◆ Task to carry out: Beneath this line are the data; copy exactly the part of them that opens with the line containing "[(210, 192)]" and closes with the line containing "[(393, 410), (16, 61), (1239, 696)]", and only that part.

◆ Provided data:

====================

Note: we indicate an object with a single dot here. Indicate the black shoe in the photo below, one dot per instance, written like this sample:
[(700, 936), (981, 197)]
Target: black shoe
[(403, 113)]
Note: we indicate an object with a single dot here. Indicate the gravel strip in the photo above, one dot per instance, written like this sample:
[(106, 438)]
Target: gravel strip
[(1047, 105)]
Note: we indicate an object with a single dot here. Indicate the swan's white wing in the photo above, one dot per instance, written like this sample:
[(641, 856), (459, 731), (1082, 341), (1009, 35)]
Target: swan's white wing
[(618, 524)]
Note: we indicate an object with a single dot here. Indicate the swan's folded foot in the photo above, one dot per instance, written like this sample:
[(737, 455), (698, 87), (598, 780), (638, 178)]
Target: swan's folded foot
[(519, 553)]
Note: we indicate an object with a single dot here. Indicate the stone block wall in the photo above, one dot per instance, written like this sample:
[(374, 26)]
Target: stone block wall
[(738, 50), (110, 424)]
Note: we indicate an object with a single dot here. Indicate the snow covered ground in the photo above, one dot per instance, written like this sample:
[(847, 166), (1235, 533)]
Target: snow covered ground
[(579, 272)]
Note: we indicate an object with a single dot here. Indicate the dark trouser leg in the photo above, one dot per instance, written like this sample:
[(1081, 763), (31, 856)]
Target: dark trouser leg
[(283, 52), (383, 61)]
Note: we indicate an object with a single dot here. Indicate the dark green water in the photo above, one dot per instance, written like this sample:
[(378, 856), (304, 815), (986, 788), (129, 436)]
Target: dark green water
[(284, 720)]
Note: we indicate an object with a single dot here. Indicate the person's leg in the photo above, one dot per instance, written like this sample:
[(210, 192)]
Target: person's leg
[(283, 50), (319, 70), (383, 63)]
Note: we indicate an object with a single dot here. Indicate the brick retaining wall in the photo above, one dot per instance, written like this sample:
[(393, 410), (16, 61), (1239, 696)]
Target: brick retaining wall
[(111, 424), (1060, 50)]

====================

◆ Solution to the problem:
[(210, 192)]
Target: person's leg
[(283, 50), (319, 70), (383, 63)]
Note: we indicate an object with a single dot here. Indicate the brick retaining wall in the photo above, one dot per instance, written like this sample:
[(393, 410), (16, 61), (1239, 696)]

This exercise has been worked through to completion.